Annotation

Digital format

The texts in CoWITE are encoded as UTF-8 plain text files and are accompanied by header flat metadata, which includes detailed information on authorship, date, genre, topic, and source. All texts are part-of-speech annotated using a customised tagset adapted to the specific features of historical English and the instructive genres represented in the corpus.

Each text is available in a diplomatic version, preserving the original spelling and punctuation. Normalised versions, which regularise spelling for easier processing and comparison, are currently in progress, but not yet available for the entire dataset. This format allows for both quantitative and qualitative analysis, supporting a wide range of research applications in historical linguistics, corpus stylistics, discourse analysis, and the history of women’s writing.

Metadata

Each file in the corpus is accompanied by rich metadata annotation, designed to facilitate detailed linguistic, bibliographic, and discursive analysis. The annotation follows a consistent scheme across all texts and is encoded in the header.

The following elements are systematically recorded:

  • Author name (including initials, pseudonyms, or attributions such as A Lady)
  • Gender (all authors in the corpus are women)
  • Full title and a standardised short title
  • Date of composition or publication, along with the corresponding century
  • Genre and subgenre (e.g., recipe, cookery, medical, domestic economy)
  • Variant of English (British or American)
  • Name of the transcriber
  • Place of publication and publishing house (when known)
  • Thematic tags reflecting the content focus (e.g., culinary, medical, health, nutrition)

These metadata annotations allow for filtered searches and corpus-based comparisons based on time period, genre, language variety, and topic. They also ensure transparency and traceability of the source materials, supporting both linguistic and interdisciplinary research.
........
WHAT YOU WILL DO
[1] From the CoWITE annotation page, extract the passage from "Digital format" up to and including "in the corpus.".
[2] Do these statements agree with the CoWITE annotation page? For each, answer yes or no and quote the words that decide it.
(a) Normalised versions are available for every text in the corpus.
(b) Every author in the corpus is a woman.
(c) The metadata include the name of the person who transcribed the text.
[3] Answer these questions from the CoWITE annotation page:
(a) In what format are the texts encoded?
(b) Where is the metadata annotation encoded?
(c) Which variants of English does the metadata record?
The listing after this point is drawn from a different source.
........
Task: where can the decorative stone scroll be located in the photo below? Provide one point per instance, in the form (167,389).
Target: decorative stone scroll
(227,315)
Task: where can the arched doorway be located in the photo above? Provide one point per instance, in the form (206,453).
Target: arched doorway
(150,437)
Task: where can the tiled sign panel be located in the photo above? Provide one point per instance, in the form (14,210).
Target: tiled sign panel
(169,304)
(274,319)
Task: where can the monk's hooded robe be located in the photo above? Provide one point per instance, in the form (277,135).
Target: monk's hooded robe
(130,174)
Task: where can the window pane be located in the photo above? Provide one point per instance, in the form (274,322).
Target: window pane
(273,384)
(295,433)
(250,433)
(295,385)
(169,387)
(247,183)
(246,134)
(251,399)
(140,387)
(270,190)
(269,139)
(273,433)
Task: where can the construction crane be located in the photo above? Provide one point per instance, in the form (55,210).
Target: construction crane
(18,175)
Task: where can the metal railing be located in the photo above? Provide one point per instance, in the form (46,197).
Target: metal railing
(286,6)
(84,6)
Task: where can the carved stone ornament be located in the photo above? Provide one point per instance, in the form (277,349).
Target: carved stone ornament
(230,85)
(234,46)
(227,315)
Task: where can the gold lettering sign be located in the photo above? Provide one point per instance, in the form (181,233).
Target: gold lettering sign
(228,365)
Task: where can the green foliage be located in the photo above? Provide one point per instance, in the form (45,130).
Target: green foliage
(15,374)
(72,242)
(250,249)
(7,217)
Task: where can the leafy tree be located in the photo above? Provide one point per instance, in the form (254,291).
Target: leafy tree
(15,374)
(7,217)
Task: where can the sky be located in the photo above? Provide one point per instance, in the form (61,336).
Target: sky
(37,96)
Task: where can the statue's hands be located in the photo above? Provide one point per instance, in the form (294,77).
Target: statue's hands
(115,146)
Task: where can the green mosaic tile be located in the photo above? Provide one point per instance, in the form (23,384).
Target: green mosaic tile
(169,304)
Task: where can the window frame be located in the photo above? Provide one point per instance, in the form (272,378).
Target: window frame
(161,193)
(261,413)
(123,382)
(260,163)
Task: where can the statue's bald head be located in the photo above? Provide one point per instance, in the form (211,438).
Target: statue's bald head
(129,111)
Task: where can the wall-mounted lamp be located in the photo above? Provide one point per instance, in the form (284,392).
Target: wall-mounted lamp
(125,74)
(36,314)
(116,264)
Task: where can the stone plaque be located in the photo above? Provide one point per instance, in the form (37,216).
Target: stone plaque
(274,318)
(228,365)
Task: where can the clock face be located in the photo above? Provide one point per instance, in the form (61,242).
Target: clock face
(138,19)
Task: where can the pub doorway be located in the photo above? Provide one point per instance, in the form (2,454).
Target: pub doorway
........
ANSWER SECTION
[1]
Digital format

The texts in CoWITE are encoded as UTF-8 plain text files and are accompanied by header flat metadata, which includes detailed information on authorship, date, genre, topic, and source. All texts are part-of-speech annotated using a customised tagset adapted to the specific features of historical English and the instructive genres represented in the corpus.

[2]
(a) No: "Normalised versions, which regularise spelling for easier processing and comparison, are currently in progress, but not yet available for the entire dataset."
(b) Yes: "Gender (all authors in the corpus are women)"
(c) Yes: "Name of the transcriber"

[3]
(a) As UTF-8 plain text files.
(b) In the header.
(c) British or American.